>>>>

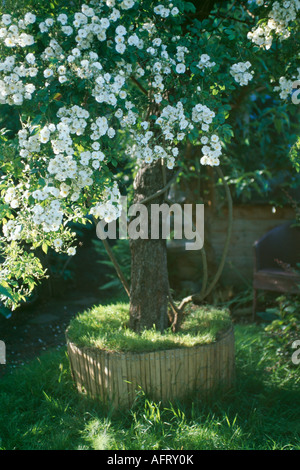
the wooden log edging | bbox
[66,326,235,408]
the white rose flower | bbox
[53,238,63,250]
[44,69,53,78]
[12,93,23,105]
[57,14,68,25]
[2,14,12,26]
[25,53,35,64]
[4,37,15,47]
[24,13,36,24]
[176,63,186,74]
[116,25,127,36]
[116,43,126,54]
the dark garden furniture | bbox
[252,221,300,320]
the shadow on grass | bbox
[0,324,299,450]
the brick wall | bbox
[167,204,296,290]
[206,204,296,286]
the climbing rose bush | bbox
[0,0,299,310]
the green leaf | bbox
[274,118,282,133]
[0,283,14,302]
[42,243,48,254]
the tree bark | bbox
[129,160,170,333]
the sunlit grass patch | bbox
[66,302,232,353]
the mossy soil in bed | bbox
[66,302,232,353]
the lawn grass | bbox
[66,302,232,352]
[0,323,299,450]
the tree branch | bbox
[208,0,237,39]
[161,158,167,201]
[130,76,148,96]
[168,286,183,332]
[214,13,254,25]
[140,168,182,205]
[93,217,131,299]
[203,167,233,297]
[240,1,255,19]
[178,166,233,311]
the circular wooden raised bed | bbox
[66,326,235,408]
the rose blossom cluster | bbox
[230,62,254,86]
[248,0,300,49]
[0,0,243,261]
[248,0,299,101]
[153,4,180,17]
[0,55,37,105]
[274,69,300,100]
[90,183,123,223]
[17,104,122,234]
[197,54,216,71]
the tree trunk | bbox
[129,160,170,333]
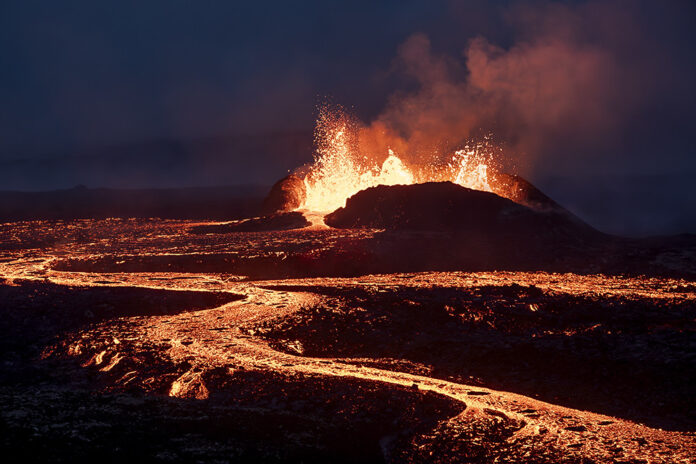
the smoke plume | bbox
[356,0,666,176]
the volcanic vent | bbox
[263,105,499,213]
[264,105,586,224]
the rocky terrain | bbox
[0,216,694,462]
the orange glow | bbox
[300,107,496,212]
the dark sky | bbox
[0,0,695,234]
[5,0,691,156]
[0,0,460,154]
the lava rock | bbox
[327,181,517,230]
[262,174,307,214]
[324,182,607,270]
[489,172,564,214]
[325,181,589,235]
[189,212,311,233]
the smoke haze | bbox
[359,0,691,179]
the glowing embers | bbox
[169,368,210,400]
[300,107,497,212]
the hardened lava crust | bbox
[0,217,694,463]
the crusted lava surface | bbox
[0,217,694,463]
[253,281,695,430]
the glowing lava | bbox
[300,107,497,212]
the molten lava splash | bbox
[301,107,496,212]
[450,147,493,193]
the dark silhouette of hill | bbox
[323,182,696,277]
[0,185,267,221]
[326,181,602,240]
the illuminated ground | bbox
[1,219,694,462]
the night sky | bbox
[1,1,694,234]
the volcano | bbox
[254,173,696,278]
[325,181,598,238]
[321,181,607,273]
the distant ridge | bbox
[0,131,312,191]
[0,185,267,221]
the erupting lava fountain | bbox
[266,106,503,216]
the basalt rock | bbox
[325,182,528,231]
[262,174,307,214]
[327,181,600,237]
[325,182,608,269]
[189,211,310,234]
[489,172,564,213]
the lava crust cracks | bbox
[0,218,694,463]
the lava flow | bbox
[1,218,694,463]
[1,110,694,464]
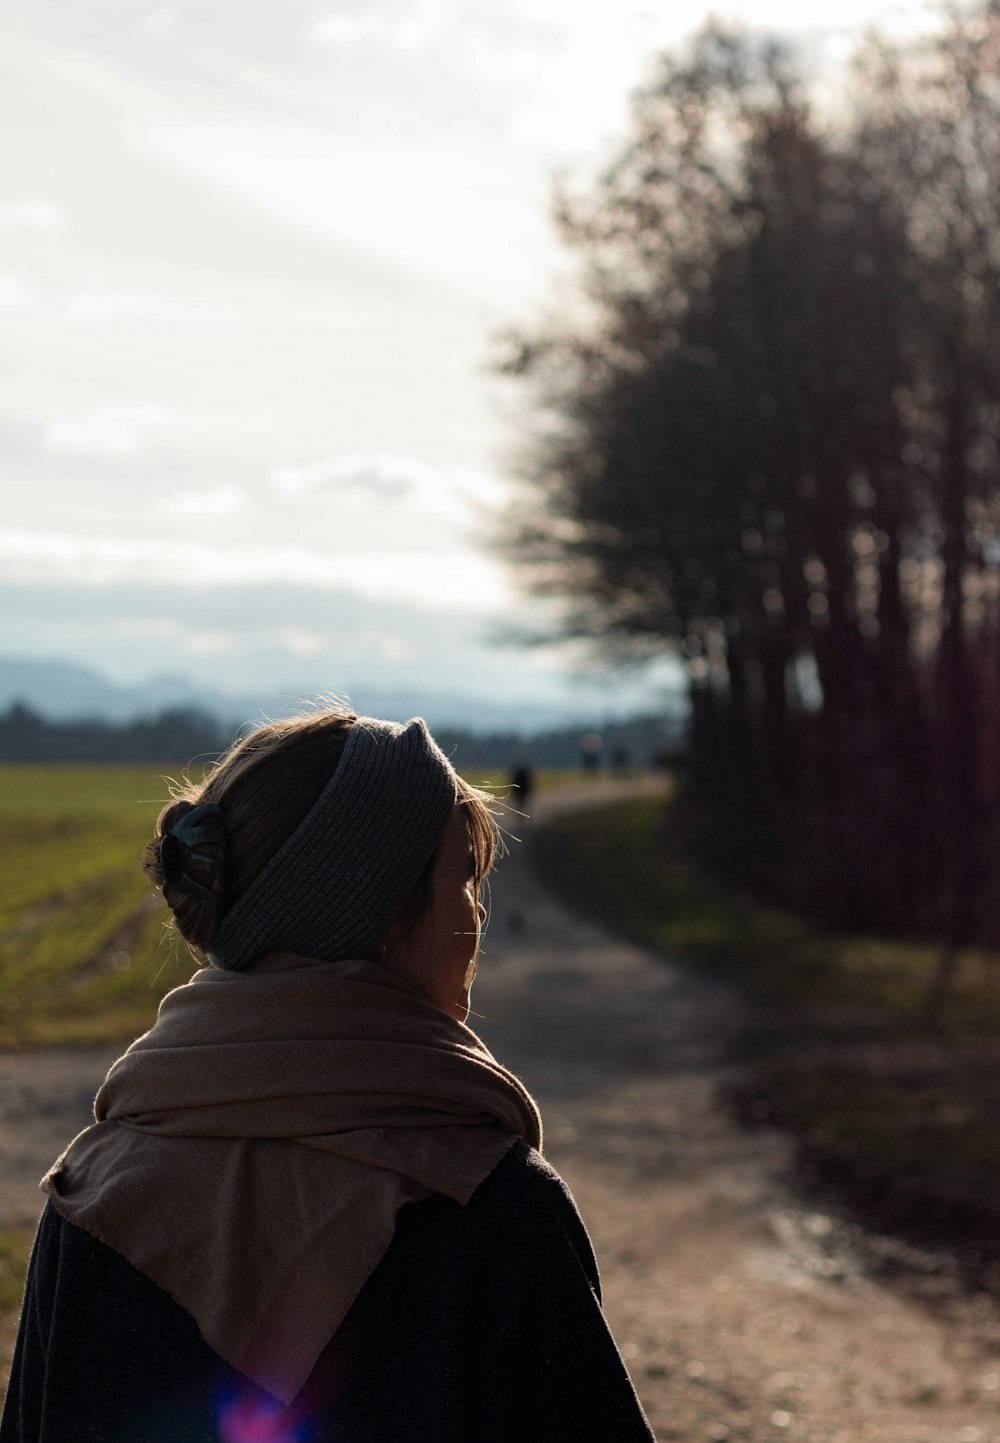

<<<<

What is required: Take the material above and set it down exactly, minus the images.

Answer space:
the wooden log edging | bbox
[66,326,235,408]
the white rose flower | bbox
[53,238,63,250]
[44,69,53,78]
[12,93,23,105]
[57,14,68,25]
[2,14,12,26]
[25,53,35,64]
[4,37,15,47]
[24,13,36,24]
[176,63,186,74]
[116,25,127,36]
[116,43,126,54]
the dark garden furniture | bbox
[252,221,300,320]
the shadow on grass | bbox
[0,324,299,450]
the brick wall | bbox
[167,204,296,290]
[206,204,296,286]
the climbing rose bush | bbox
[0,0,299,310]
the green leaf | bbox
[274,118,282,133]
[0,283,14,302]
[42,243,48,254]
the tree bark | bbox
[129,160,170,333]
the sunlit grass patch | bbox
[66,302,232,353]
the mossy soil in bed | bbox
[66,302,232,353]
the lawn grass | bbox
[66,302,232,352]
[0,323,299,450]
the tree branch | bbox
[208,0,237,39]
[161,158,167,201]
[130,76,148,96]
[168,286,183,332]
[214,13,254,25]
[140,168,182,205]
[93,217,131,299]
[203,167,233,297]
[240,1,255,19]
[178,166,233,311]
the circular wooden raised bed | bbox
[66,326,235,408]
the rose blossom cluster | bbox
[230,62,254,86]
[248,0,300,49]
[0,0,243,261]
[248,0,299,101]
[153,4,180,17]
[0,55,37,105]
[274,69,300,100]
[90,183,123,223]
[17,104,122,234]
[197,54,216,71]
the tree trunk | bbox
[129,160,170,333]
the smoke plume | bbox
[356,0,666,176]
the volcanic vent | bbox
[263,105,499,213]
[264,105,586,224]
the rocky terrain | bbox
[0,216,694,462]
the orange glow | bbox
[300,107,496,212]
the dark sky | bbox
[0,0,695,234]
[5,0,691,156]
[0,0,460,154]
the lava rock | bbox
[327,181,517,230]
[262,174,307,214]
[324,182,607,270]
[489,172,564,214]
[325,181,589,235]
[189,212,311,233]
the smoke haze | bbox
[359,0,691,179]
the glowing embers | bbox
[169,368,210,400]
[300,107,497,212]
the hardened lava crust | bbox
[0,217,694,463]
the crusted lava surface | bbox
[0,217,694,463]
[253,281,695,430]
the glowing lava | bbox
[300,107,497,212]
the molten lava splash | bbox
[301,107,496,212]
[450,147,493,193]
the dark silhouette of hill | bbox
[323,182,696,277]
[0,185,267,221]
[326,181,602,240]
the illuminated ground | bbox
[1,219,694,462]
the night sky | bbox
[1,1,694,234]
the volcano | bbox
[254,173,696,278]
[325,181,598,238]
[321,181,607,273]
the distant ridge | bbox
[0,131,312,191]
[0,185,267,221]
the erupting lava fountain | bbox
[266,106,503,216]
the basalt rock | bbox
[325,182,528,231]
[262,174,307,214]
[327,181,600,237]
[325,182,608,269]
[189,211,310,234]
[489,172,564,213]
the lava crust cracks | bbox
[0,218,694,463]
the lava flow | bbox
[1,218,694,463]
[1,110,694,464]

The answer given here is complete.